→ **What to do**:
a) In the tutorial on backing up Illumina basespace data to AWS, reproduce the passage that begins at the words "DNA sequencing using" and ends after "it somewhere else.", substituting "instrument" for every "sequencer".
b) Using the tutorial on backing up Illumina basespace data to AWS, decide whether each statement agrees with it, answering yes or no and quoting the words that settle it. (i) With Dragen, the processing takes place inside the basespace cloud. (ii) Results go to the Illumina cloud only when the sequencer is not on site. (iii) The MiSeq is given as an example of a production-scale sequencer.
c) Extend the tutorial on backing up Illumina basespace data to AWS, picking up after its last sentence.

→ **Text provided**:
● ● ● ●

How to back up Illumina basespace sequencing data to AWS

AWSblog_feature

Highlights:

  • How do download/backup sequencing data from Illumina basespace
  • Using Amazon AWS to store and potentially process the sequencing data

Assumptions for this tutorial:

  • Amazon AWS account
  • Illumina basespace account (containing sequencing data)

DNA sequencing using Illumina SBS technology (NGS) has become one of the most important workflow in modern research but also diagnostics, plant breeding just to name a few. The standard workflow is to sequence the DNA of interesst using a DNA sequencer, which might be either a local benchtop sequencer (MiSeq/NextSeq) or a production-scale sequencer as part of a larger sequencing facility (HiSeq/NovaSeq). Regardless, the results are usually send to the Illumina cloud (aka basespace) even if the sequencer is on site. For on-premise data storage, have a look here [1].

Once the data arrived on basespace, there is a few options on how to process it, either using Illuminas in-house cloud workflows (e.g. Dragen), in which the processing is done within the basespace cloud, or by retrieving the data from basespace in order to process it somewhere else.

I usually found myself requiring the latter (as do many others) for the following reasons:

  • backing up the sequencing data
  • running a customized workflow which not covered by Dragen
  • limited storage

As for the last point, basespace usually produces the following notification:

We’re writing to notify you that your BaseSpace™ Sequence Hub account has over 900 GB of data stored in it. The maximum allowed in a Basic tier account is 1.

Well you could opt for a Pro or Enterprise basespace account, but chances are you want to store it somewhere since it's either cheaper and more accessible. But also as for the 2nd reason, if the basepace tools such as Dragen and the like don't fit your needs (which is often the case), you probably want run some custom pipelines on your data, which requires some sort of data transfer anyway.

● ● ● ●

→ **Provided records**:
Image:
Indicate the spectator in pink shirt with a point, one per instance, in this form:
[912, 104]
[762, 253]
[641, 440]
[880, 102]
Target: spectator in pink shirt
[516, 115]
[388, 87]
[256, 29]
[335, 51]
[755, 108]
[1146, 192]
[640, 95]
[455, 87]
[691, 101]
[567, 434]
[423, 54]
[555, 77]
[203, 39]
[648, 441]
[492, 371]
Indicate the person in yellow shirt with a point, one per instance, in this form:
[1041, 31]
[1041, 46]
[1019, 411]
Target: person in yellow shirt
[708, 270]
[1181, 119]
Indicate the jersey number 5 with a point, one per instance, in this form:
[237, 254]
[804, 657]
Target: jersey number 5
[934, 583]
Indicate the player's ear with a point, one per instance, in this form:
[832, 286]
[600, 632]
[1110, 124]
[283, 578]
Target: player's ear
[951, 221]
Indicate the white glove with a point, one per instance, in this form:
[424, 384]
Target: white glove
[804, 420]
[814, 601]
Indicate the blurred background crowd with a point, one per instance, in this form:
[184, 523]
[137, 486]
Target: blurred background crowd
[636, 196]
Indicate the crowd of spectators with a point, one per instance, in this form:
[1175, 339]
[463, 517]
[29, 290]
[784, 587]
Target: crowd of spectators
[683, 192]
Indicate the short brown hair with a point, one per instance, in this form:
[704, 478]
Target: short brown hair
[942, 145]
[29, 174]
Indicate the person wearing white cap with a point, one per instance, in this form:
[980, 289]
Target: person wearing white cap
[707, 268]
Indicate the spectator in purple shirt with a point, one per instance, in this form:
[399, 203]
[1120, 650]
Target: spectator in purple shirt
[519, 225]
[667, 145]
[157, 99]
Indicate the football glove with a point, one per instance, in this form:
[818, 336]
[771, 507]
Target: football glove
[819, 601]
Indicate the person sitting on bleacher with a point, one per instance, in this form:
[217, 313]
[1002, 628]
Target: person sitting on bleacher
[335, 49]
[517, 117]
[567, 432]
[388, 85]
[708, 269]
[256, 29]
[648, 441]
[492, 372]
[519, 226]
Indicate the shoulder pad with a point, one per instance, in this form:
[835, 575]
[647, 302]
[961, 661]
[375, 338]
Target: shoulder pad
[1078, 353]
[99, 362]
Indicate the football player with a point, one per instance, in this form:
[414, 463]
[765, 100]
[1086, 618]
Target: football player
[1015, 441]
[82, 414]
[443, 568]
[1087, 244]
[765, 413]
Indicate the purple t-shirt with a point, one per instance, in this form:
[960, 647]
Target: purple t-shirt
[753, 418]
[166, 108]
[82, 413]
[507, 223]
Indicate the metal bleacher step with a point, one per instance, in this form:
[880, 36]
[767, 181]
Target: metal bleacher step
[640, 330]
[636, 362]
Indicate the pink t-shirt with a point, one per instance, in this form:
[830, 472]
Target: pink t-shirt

● ● ● ●

→ **Answer list**:
a)
DNA sequencing using Illumina SBS technology (NGS) has become one of the most important workflow in modern research but also diagnostics, plant breeding just to name a few. The standard workflow is to sequence the DNA of interesst using a DNA instrument, which might be either a local benchtop instrument (MiSeq/NextSeq) or a production-scale instrument as part of a larger sequencing facility (HiSeq/NovaSeq). Regardless, the results are usually send to the Illumina cloud (aka basespace) even if the instrument is on site. For on-premise data storage, have a look here [1].

Once the data arrived on basespace, there is a few options on how to process it, either using Illuminas in-house cloud workflows (e.g. Dragen), in which the processing is done within the basespace cloud, or by retrieving the data from basespace in order to process it somewhere else.

b)
(i) Yes: "using Illuminas in-house cloud workflows (e.g. Dragen), in which the processing is done within the basespace cloud"
(ii) No: "the results are usually send to the Illumina cloud (aka basespace) even if the sequencer is on site"
(iii) No: "a local benchtop sequencer (MiSeq/NextSeq)"

c)
Ideally this would also involve not having to copy anything to my local computer, i.e. the data should be transferred between basepace and some sort of cloud service. An obvious choice is to use AWS, since basespace is already hosted on the AWS in the first place.. You'd think such as transfer should be quite straightforward, however there is surprisingly little information to be found on how to pull this off! Given on how common this is ought to be, I was really surprised by the lack of a straightforward simple walk-through that could be easily followed. [2] In fact I didn't even know how to approach this from a high level, i.e. is there a button somewhere on basepace which does all for you or if not which AWS service are needed.. Even the official Illumina guide is not really helpful:

Can BaseSpace files be transferred directly to AWS (Amazon Web Services)? There is no direct BaseSpace-to-S3 (AWS) transfer system. Installing BaseSpace CLI within an S3 bucket is the best solution. See the for information on installing and using the BaseSpace CLI.

Well, at least they give a good direction, but far from a step-by-step guide on how to actually do this.

Although being an experienced bioinformatician, I still felt at lost. Since I'm likely not the only one in this situation, I thought to write this blog on how I do this!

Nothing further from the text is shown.